** SELECTED EXCERPT **
Content starts
Julie´s family and friends wonder how this free-spirited woman who loved to sing and make people laugh could meet such a violent end.

“I wish that things were a lot different for her,” Rhonda said by phone from her home in New Jersey. “I wish that her life never got so turned around. I wish it for any of these girls that are out there.”

Julie, the baby of the family, had two older sisters, Terrie and Rhonda. After their father died, their mother, Patricia Ann, married Doug Green and moved to Daytona Beach with Julie, about 5 years old, and Terrie.

Rhonda was 19 at the time and stayed home in Jacksonville. Their mother died when Julie was about 8, and Doug Green adopted her. Rhonda moved to Daytona Beach and looked after her sisters until Julie was about 12. She took her to the Gator Farm, Disney World, and a zoo where Julie loved to imitate the monkeys -- she wanted to be a veterinarian.

“That was when I did a lot of stuff with the girls,” she said, “trying to keep busy and heal the hurt for all of us.”

Rhonda remembered her baby sister begging for money to play the “Elvira” song at a breakfast-style restaurant. After dropping quarters into the jukebox, she hauled herself onto the table and sang and danced to the tune until the waiter brought their breakfast.
Content ends
** RECORDED INFORMATION **
Content starts
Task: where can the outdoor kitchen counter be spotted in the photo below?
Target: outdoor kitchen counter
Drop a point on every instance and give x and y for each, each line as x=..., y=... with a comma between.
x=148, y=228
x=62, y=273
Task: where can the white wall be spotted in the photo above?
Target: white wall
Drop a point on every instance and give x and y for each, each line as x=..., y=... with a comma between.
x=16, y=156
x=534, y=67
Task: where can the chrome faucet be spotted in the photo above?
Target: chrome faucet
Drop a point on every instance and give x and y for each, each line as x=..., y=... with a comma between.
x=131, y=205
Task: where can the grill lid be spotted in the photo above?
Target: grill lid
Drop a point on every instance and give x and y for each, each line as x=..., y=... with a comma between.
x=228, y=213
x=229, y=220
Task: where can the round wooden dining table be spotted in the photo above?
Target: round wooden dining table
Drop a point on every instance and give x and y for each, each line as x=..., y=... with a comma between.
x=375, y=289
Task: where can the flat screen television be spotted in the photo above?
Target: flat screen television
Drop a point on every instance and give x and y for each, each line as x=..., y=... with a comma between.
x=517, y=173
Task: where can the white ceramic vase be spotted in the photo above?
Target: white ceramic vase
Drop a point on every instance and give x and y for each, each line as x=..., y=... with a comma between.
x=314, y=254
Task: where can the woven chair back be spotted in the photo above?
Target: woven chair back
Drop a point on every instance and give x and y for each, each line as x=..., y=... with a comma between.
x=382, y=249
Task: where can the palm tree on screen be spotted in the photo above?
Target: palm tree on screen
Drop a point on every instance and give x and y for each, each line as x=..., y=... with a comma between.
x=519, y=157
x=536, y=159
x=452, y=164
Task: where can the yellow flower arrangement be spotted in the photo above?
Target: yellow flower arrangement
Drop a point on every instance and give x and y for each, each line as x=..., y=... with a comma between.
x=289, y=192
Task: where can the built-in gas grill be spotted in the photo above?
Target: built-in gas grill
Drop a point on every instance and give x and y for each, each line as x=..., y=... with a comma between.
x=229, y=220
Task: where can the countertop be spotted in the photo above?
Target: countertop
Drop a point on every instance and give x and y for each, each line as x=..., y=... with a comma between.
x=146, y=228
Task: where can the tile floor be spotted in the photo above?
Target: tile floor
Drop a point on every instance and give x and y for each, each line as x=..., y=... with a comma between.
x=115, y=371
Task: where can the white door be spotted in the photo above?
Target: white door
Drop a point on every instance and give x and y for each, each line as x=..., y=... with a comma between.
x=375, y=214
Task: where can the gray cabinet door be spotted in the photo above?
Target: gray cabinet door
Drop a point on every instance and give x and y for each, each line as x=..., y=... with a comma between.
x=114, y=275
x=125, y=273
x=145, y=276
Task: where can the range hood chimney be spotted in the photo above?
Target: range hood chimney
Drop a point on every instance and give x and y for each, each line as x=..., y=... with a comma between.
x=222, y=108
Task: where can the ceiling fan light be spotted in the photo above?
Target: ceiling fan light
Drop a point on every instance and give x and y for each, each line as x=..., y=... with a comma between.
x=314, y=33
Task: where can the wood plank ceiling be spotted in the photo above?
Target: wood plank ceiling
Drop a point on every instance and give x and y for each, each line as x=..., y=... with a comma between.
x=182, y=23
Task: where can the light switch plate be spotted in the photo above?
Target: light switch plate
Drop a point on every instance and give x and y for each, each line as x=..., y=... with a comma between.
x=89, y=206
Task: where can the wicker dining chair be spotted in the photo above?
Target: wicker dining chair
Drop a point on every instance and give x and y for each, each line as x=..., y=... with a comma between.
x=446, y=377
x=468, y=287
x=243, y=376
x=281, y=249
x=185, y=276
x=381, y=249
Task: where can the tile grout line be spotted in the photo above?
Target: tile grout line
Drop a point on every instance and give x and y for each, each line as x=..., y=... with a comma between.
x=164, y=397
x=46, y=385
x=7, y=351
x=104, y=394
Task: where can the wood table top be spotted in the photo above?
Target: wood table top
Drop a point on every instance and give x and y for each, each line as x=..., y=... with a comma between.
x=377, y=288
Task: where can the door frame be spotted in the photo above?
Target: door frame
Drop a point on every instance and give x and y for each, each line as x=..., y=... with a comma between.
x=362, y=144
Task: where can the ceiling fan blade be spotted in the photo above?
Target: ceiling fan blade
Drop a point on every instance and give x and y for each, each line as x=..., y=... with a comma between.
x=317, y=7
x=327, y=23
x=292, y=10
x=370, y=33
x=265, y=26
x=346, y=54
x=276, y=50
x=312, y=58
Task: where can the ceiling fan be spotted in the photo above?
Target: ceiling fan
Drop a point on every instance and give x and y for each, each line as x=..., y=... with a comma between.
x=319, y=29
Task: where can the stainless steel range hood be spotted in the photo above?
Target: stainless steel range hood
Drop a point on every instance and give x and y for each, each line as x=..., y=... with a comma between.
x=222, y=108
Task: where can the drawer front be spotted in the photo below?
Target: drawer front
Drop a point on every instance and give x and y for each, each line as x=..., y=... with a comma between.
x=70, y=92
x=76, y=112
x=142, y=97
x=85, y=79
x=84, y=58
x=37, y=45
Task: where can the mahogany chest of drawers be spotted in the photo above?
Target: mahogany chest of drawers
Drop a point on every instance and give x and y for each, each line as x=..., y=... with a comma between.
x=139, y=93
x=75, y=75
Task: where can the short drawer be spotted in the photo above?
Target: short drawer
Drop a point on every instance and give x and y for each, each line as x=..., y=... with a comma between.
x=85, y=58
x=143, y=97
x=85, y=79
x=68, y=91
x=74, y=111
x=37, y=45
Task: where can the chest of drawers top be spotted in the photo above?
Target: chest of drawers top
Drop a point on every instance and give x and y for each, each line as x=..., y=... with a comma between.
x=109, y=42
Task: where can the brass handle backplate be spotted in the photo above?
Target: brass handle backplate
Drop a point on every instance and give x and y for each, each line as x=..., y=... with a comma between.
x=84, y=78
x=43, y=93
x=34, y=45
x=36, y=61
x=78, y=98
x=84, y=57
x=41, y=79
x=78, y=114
Content ends
** YOUR ASSIGNMENT **
Reproduce the passage above about Julie and her family word for word, from start to end.

** RESULT FOR THIS TASK **
Julie´s family and friends wonder how this free-spirited woman who loved to sing and make people laugh could meet such a violent end.

“I wish that things were a lot different for her,” Rhonda said by phone from her home in New Jersey. “I wish that her life never got so turned around. I wish it for any of these girls that are out there.”

Julie, the baby of the family, had two older sisters, Terrie and Rhonda. After their father died, their mother, Patricia Ann, married Doug Green and moved to Daytona Beach with Julie, about 5 years old, and Terrie.

Rhonda was 19 at the time and stayed home in Jacksonville. Their mother died when Julie was about 8, and Doug Green adopted her. Rhonda moved to Daytona Beach and looked after her sisters until Julie was about 12. She took her to the Gator Farm, Disney World, and a zoo where Julie loved to imitate the monkeys -- she wanted to be a veterinarian.

“That was when I did a lot of stuff with the girls,” she said, “trying to keep busy and heal the hurt for all of us.”

Rhonda remembered her baby sister begging for money to play the “Elvira” song at a breakfast-style restaurant. After dropping quarters into the jukebox, she hauled herself onto the table and sang and danced to the tune until the waiter brought their breakfast.